>> start Passage

# Hi, I'm new!!!



## SweetDreamsAndNightmares (Oct 11, 2014)

Hi!
I wanted to introduce myself. 

My name is Sarah.
I'm a doll maker 

I recently began my first zombie doll and while most of my friends like her so far, I wanted to find some like-minded people to share my creations with. After all, not everyone likes Zombies.


----------



## RoxyBlue (Oct 6, 2008)

Welcome to the forum, SD&N


----------



## MapThePlanet (Nov 12, 2010)

Welcome Aboard!!


----------



## Hairazor (Mar 13, 2012)




----------



## Evil Queen (Mar 8, 2008)




----------



## Pumpkin5 (Aug 8, 2010)

:jol:Welcome to the forum Sarah! I'd say you've found your "people".  Let's see some pictures....I love handmade dolls.


----------



## SPOOKY J (Nov 20, 2009)

Hello and Welcome! You've found the right place to share. Go play some games so you get your 10 posts in then share those pics.


----------



## Goblin (Jun 3, 2009)




----------



## kaybee rox (Oct 6, 2014)

I took a turn creeping up some thrift shop dolls this years. Can't wait to see yours!


----------



## Spooky1 (Aug 25, 2008)

Welcome to the forum


----------



## Grimm Pickins (Nov 4, 2013)

Welcome


----------



## ghostgirl (Oct 21, 2014)

hi there
looking forward to seeing your zombie dolls


----------



## Bone Dancer (Oct 7, 2005)

Greetings and welcome Sarah and yes we love to see pictures.


----------



## scareme (Aug 29, 2006)

>> end Passage
>> start Material

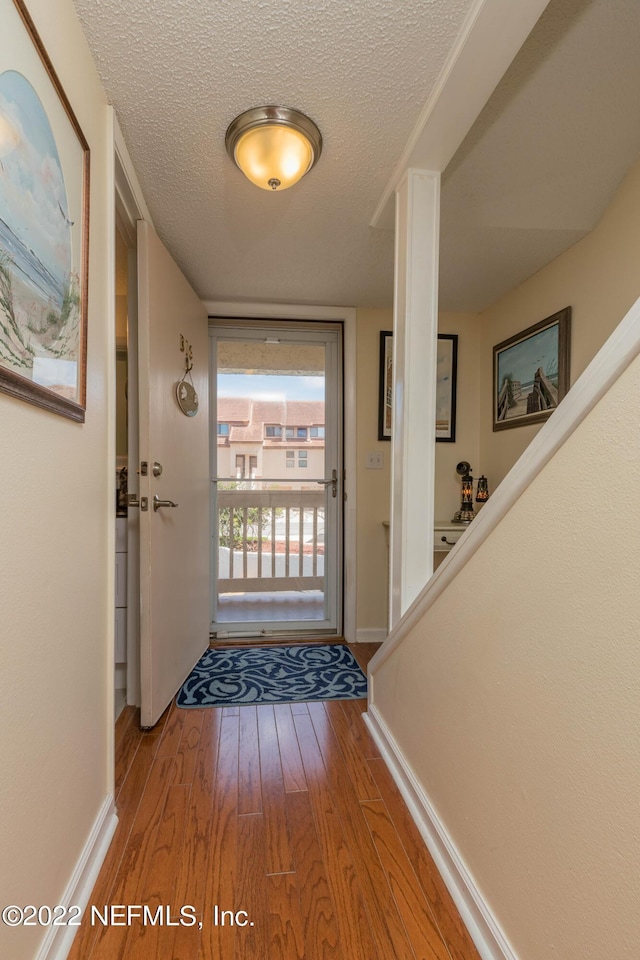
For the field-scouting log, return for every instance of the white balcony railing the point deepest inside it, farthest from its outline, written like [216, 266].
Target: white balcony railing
[270, 540]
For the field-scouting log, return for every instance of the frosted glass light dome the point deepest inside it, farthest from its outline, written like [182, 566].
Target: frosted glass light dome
[273, 146]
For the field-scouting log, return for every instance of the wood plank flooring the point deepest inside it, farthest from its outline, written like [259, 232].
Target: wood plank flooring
[286, 813]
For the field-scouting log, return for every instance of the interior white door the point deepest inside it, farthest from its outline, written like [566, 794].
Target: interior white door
[174, 459]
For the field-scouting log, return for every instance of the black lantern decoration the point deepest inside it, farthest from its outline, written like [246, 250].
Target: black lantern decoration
[466, 512]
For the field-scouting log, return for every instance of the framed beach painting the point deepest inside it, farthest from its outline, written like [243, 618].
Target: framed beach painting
[446, 381]
[531, 372]
[385, 386]
[44, 226]
[447, 363]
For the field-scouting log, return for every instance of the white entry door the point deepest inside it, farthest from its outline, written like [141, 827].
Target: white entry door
[173, 482]
[277, 478]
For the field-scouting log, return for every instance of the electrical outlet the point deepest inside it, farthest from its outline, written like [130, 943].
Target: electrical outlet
[375, 461]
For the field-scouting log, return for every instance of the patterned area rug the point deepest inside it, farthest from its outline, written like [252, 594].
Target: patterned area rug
[273, 675]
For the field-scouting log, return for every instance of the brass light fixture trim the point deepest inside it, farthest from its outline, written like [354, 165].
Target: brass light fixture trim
[273, 146]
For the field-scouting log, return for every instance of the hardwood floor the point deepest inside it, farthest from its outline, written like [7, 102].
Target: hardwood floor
[284, 812]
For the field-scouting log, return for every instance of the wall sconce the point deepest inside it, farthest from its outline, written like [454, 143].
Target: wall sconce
[466, 512]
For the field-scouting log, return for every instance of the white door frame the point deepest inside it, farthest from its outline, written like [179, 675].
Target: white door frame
[347, 316]
[130, 207]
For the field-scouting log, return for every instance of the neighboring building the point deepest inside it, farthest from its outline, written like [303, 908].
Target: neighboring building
[270, 439]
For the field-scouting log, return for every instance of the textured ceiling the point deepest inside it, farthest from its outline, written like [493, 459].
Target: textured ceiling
[545, 156]
[177, 73]
[531, 178]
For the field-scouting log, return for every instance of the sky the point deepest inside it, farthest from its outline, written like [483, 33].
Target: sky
[265, 387]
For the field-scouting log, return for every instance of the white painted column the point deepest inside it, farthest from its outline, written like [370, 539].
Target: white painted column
[415, 339]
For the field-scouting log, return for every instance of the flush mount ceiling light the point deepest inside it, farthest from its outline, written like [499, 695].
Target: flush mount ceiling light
[273, 146]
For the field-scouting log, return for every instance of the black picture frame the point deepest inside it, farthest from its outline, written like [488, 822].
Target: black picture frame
[446, 387]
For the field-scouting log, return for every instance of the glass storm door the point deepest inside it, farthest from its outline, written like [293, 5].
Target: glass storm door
[276, 478]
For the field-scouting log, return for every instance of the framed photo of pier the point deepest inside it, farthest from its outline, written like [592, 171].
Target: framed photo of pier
[385, 386]
[446, 379]
[44, 226]
[531, 372]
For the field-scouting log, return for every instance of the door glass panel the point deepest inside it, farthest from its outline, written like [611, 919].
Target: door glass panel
[269, 538]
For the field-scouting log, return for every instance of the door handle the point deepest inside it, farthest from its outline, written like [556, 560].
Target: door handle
[333, 483]
[157, 503]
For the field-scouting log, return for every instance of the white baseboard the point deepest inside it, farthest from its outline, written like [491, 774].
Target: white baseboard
[57, 942]
[371, 635]
[483, 928]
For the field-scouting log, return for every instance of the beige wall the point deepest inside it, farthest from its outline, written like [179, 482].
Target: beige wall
[598, 278]
[519, 710]
[56, 655]
[467, 442]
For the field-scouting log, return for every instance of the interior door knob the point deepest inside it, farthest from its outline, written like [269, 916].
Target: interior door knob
[157, 503]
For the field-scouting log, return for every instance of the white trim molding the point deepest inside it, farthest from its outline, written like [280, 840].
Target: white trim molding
[415, 339]
[58, 940]
[476, 914]
[371, 634]
[622, 347]
[346, 315]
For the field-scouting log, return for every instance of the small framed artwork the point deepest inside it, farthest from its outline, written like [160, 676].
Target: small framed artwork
[447, 366]
[446, 382]
[385, 396]
[531, 372]
[44, 226]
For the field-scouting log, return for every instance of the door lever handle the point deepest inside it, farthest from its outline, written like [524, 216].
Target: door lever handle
[157, 503]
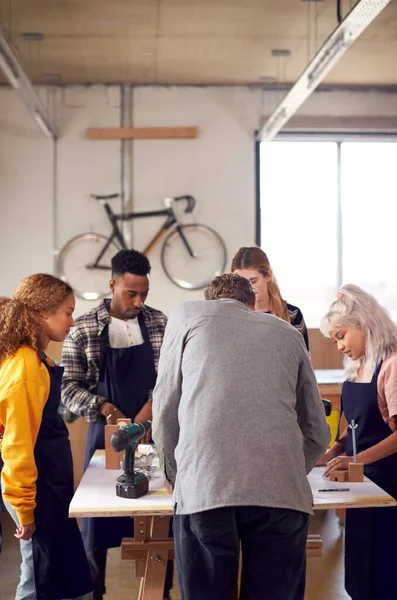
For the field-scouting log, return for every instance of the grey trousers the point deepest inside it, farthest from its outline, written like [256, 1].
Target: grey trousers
[26, 589]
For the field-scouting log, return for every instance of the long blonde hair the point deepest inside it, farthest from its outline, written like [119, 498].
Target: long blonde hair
[253, 257]
[356, 308]
[21, 320]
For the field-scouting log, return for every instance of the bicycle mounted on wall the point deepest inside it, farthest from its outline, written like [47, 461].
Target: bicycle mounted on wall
[191, 254]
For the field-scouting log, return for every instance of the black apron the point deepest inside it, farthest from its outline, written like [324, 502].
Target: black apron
[371, 533]
[60, 563]
[125, 377]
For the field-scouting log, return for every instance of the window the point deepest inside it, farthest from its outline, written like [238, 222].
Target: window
[328, 216]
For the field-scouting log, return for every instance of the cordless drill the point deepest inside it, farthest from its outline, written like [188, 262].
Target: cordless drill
[131, 484]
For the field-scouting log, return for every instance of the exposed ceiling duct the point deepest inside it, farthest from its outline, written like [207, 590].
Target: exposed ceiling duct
[18, 79]
[335, 46]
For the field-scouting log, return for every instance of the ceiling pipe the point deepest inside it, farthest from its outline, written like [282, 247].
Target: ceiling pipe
[21, 83]
[363, 13]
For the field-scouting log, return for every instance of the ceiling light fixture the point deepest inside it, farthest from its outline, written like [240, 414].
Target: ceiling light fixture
[41, 122]
[363, 13]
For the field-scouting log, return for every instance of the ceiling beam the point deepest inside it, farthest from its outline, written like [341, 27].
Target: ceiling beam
[358, 19]
[21, 83]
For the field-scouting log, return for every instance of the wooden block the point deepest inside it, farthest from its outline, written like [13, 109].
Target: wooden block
[123, 422]
[314, 546]
[356, 472]
[141, 133]
[112, 458]
[338, 476]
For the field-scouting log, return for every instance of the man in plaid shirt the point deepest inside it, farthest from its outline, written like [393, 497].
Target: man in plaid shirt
[110, 359]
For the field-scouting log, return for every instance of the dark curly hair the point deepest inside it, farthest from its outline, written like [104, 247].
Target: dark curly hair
[130, 261]
[233, 286]
[20, 316]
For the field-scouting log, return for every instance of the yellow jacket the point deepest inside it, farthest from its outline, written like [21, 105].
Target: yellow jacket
[24, 391]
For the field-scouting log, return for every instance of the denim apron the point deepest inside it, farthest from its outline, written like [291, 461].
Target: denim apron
[125, 377]
[371, 533]
[60, 564]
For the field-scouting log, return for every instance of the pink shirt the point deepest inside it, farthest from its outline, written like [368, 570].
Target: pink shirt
[387, 390]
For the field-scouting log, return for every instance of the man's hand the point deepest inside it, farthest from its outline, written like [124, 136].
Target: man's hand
[341, 463]
[145, 414]
[111, 413]
[168, 487]
[25, 532]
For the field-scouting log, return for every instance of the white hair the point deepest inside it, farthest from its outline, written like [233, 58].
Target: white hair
[356, 308]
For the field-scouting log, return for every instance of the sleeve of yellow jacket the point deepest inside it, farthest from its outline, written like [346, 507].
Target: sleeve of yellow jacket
[24, 390]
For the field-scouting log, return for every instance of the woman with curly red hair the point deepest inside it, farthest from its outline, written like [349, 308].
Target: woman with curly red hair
[37, 475]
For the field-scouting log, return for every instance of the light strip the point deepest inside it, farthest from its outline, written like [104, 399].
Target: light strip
[5, 66]
[363, 13]
[17, 77]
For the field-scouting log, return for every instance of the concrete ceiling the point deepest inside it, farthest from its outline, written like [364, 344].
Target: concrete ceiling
[191, 41]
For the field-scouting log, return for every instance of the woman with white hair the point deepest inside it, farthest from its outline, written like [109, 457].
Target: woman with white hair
[367, 336]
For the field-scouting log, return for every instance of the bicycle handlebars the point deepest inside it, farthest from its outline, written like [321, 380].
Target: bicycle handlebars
[191, 202]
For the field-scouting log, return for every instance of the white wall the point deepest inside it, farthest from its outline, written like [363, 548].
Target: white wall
[26, 191]
[217, 168]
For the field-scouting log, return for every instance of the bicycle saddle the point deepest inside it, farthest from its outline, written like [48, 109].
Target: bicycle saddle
[106, 197]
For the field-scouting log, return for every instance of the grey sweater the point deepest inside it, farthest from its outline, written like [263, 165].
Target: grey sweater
[237, 415]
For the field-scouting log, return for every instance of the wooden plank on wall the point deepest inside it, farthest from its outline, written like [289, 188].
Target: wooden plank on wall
[141, 133]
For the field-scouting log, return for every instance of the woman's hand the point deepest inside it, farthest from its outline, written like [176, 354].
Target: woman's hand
[25, 532]
[331, 453]
[340, 463]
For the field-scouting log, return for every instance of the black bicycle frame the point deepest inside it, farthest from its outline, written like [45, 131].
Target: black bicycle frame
[118, 235]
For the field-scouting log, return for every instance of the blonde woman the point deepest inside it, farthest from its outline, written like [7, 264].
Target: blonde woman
[367, 337]
[37, 476]
[252, 263]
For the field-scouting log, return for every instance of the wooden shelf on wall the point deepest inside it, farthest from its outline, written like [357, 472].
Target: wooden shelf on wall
[141, 133]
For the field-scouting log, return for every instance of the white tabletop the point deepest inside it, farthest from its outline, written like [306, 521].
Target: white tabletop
[330, 376]
[96, 494]
[359, 495]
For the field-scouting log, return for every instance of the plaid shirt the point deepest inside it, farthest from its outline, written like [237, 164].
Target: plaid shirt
[81, 354]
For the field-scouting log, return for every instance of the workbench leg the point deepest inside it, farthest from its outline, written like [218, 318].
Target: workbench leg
[152, 584]
[141, 534]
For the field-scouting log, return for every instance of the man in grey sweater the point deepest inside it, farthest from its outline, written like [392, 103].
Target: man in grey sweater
[238, 422]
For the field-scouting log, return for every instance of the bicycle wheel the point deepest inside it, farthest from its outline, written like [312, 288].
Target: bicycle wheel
[193, 272]
[76, 260]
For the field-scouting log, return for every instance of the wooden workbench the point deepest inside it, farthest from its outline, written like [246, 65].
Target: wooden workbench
[151, 547]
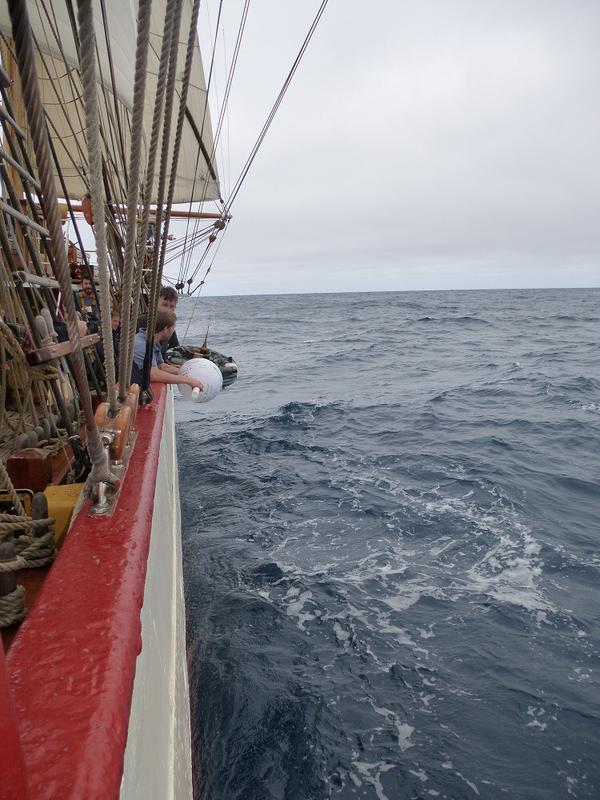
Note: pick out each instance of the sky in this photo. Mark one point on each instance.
(439, 144)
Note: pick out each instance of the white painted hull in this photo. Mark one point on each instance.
(158, 752)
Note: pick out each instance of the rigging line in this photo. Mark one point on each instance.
(193, 314)
(208, 85)
(135, 157)
(228, 149)
(55, 82)
(276, 105)
(110, 149)
(162, 179)
(210, 159)
(227, 91)
(88, 79)
(76, 91)
(114, 86)
(170, 15)
(31, 94)
(185, 82)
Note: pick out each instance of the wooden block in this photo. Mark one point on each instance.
(30, 468)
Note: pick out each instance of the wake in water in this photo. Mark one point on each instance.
(391, 596)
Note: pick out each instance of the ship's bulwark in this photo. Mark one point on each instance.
(73, 663)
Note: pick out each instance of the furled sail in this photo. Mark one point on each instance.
(58, 63)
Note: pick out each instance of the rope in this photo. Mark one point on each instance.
(13, 523)
(87, 61)
(10, 488)
(137, 130)
(149, 185)
(275, 107)
(12, 607)
(25, 57)
(185, 82)
(162, 177)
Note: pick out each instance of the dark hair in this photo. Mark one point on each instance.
(168, 293)
(164, 319)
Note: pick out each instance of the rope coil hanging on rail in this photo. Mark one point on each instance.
(25, 57)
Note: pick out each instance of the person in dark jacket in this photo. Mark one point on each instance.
(167, 301)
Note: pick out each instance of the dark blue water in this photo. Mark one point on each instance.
(391, 545)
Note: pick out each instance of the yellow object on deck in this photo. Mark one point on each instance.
(61, 502)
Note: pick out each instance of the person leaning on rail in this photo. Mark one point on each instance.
(159, 371)
(167, 301)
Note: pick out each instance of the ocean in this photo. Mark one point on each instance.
(391, 550)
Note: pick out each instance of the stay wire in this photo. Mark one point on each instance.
(275, 107)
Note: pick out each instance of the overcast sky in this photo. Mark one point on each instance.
(436, 144)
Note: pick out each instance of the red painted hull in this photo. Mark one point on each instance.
(71, 668)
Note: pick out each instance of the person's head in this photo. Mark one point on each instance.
(167, 299)
(165, 325)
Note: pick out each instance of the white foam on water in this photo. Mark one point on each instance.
(365, 769)
(295, 609)
(404, 730)
(340, 634)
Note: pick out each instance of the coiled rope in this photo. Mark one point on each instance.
(25, 57)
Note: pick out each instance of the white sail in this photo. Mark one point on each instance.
(57, 64)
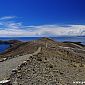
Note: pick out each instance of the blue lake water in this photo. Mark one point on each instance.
(3, 47)
(61, 39)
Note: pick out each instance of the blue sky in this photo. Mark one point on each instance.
(42, 17)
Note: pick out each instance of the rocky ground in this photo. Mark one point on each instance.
(56, 64)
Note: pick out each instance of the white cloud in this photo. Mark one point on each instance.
(13, 29)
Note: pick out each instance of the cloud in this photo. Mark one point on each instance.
(7, 17)
(17, 29)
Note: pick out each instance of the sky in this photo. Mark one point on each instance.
(42, 18)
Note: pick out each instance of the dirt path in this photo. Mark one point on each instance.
(7, 66)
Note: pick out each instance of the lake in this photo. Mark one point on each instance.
(61, 39)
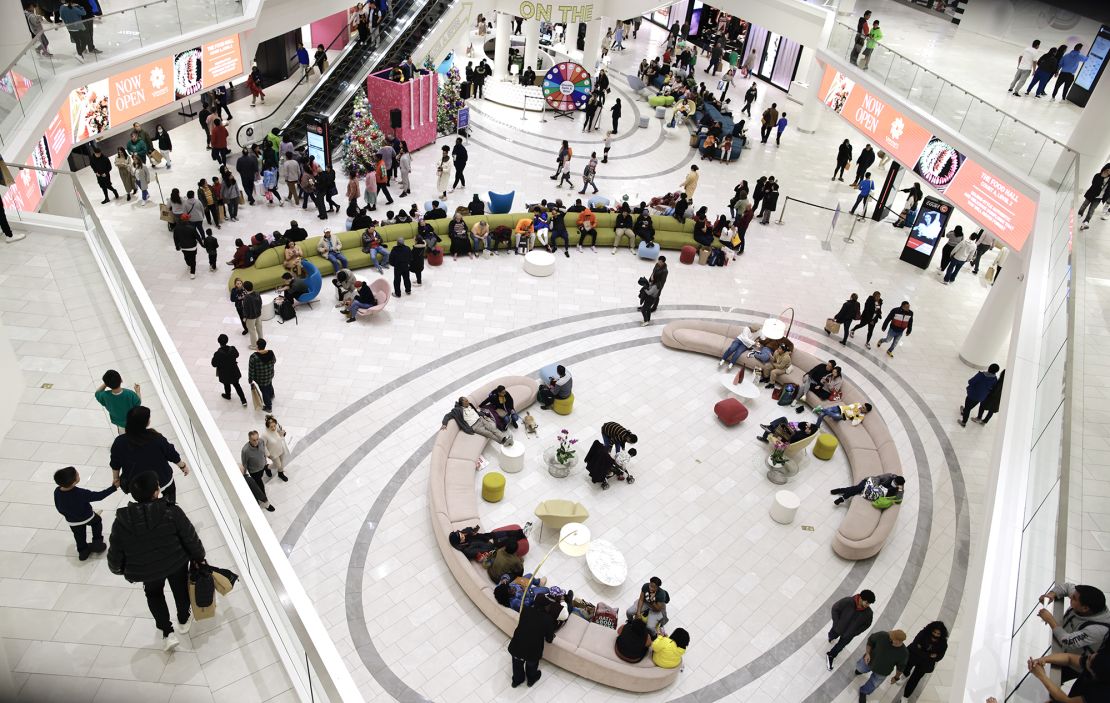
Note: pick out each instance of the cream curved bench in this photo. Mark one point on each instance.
(579, 646)
(868, 445)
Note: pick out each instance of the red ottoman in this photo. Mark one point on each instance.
(730, 412)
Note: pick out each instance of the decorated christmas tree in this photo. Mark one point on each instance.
(363, 139)
(450, 102)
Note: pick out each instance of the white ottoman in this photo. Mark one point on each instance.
(785, 506)
(538, 262)
(512, 458)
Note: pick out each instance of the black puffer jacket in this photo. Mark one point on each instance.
(151, 541)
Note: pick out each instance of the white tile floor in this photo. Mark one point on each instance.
(326, 367)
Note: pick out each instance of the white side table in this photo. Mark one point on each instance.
(785, 506)
(512, 458)
(606, 563)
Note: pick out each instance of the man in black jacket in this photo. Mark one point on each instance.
(153, 542)
(401, 257)
(851, 615)
(534, 628)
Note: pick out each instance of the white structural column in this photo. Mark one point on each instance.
(987, 340)
(531, 42)
(501, 44)
(592, 51)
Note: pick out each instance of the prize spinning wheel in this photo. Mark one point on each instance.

>> end Material

* Tasks for this exercise *
• a. Summarize the forum thread in two sentences.
• b. Answer these questions about the forum thread, one per line:
(i) What did Sarah recently begin?
(ii) According to SPOOKY J, what should she do so she gets her 10 posts in?
(iii) What kind of dolls did kaybee rox creep up this year?
Base your responses on the forum thread alone.

* Response list *
• a. A new member named Sarah introduces herself as a doll maker who recently began her first zombie doll and wants to share her creations with like-minded people, since not everyone likes zombies. Other members welcome her, several say they look forward to seeing pictures of her dolls, and one advises her to play some games to get her 10 posts in before sharing them.

• b.
(i) Her first zombie doll.
(ii) Go play some games.
(iii) Thrift shop dolls.